## [TASK OBJECTIVE]
Rewrite the entries below with every occurrence of "pixel coordinates" replaced by "image coordinates", keeping everything else unchanged.

## [SUPPLIED MATERIAL]
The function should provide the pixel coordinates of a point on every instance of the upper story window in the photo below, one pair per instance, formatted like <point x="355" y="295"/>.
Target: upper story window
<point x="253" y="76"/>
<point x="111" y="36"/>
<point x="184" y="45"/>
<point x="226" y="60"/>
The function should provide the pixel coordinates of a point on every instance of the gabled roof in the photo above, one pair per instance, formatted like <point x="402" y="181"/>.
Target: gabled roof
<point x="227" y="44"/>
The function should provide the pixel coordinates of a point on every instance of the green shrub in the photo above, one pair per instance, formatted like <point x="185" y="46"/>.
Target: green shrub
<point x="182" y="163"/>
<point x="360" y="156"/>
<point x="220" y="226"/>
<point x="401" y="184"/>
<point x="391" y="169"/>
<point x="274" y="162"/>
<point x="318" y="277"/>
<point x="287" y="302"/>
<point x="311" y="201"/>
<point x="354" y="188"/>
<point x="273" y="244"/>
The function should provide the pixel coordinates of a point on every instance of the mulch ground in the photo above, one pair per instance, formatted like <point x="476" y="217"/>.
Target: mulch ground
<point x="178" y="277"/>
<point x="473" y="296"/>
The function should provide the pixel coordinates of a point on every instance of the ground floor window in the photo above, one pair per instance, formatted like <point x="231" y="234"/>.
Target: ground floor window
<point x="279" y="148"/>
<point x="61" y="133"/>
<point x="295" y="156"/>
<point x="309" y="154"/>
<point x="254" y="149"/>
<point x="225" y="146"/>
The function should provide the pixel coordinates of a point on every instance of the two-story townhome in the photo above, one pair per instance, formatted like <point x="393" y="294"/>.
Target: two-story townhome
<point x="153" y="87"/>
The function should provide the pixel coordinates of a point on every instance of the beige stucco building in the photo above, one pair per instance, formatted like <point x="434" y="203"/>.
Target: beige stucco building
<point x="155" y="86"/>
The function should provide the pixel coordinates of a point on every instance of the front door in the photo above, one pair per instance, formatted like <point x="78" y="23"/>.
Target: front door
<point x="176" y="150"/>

## [RESPONSE TO THE TASK]
The function should provide the image coordinates of a point on every instance of the upper story window in the photo below, one pair per instance, formatted like <point x="355" y="295"/>.
Target: upper story window
<point x="253" y="76"/>
<point x="111" y="36"/>
<point x="184" y="45"/>
<point x="226" y="60"/>
The function should provide the image coordinates of a point on every instance of the gabled roof in the photo above, one pair per instance, formatted like <point x="402" y="181"/>.
Target: gabled roof
<point x="227" y="44"/>
The function should provide the image coordinates of a point on every instance of the green shrub in the photo above, one pair per instance, formatted like <point x="185" y="46"/>.
Target: green shrub
<point x="182" y="163"/>
<point x="360" y="156"/>
<point x="220" y="226"/>
<point x="401" y="184"/>
<point x="391" y="169"/>
<point x="274" y="162"/>
<point x="318" y="277"/>
<point x="287" y="302"/>
<point x="311" y="201"/>
<point x="354" y="188"/>
<point x="273" y="244"/>
The function should provide the image coordinates of a point on every instance of the mulch ground in the photo above, one pair per instance, formatted like <point x="476" y="217"/>.
Target: mulch ground
<point x="178" y="277"/>
<point x="473" y="296"/>
The function should provide the image coordinates of a point on every instance of the ground floor window in the photo above, one pair per instance, formatted like <point x="231" y="234"/>.
Target: ground floor window
<point x="279" y="148"/>
<point x="61" y="133"/>
<point x="295" y="156"/>
<point x="309" y="154"/>
<point x="254" y="149"/>
<point x="225" y="146"/>
The function should provide the image coordinates of a point on every instance of the two-story townhome in the photo above, one pair per instance, formatted like <point x="393" y="294"/>.
Target: two-story townhome
<point x="153" y="87"/>
The function should provide the image coordinates of a point on every instance of the beige stucco building in the photo above, one pair per instance, formatted like <point x="434" y="203"/>.
Target: beige stucco building
<point x="155" y="86"/>
The function should provide the image coordinates of a point on every instance of the front door in the photo above, one pair per instance, formatted like <point x="78" y="23"/>.
Target: front door
<point x="176" y="150"/>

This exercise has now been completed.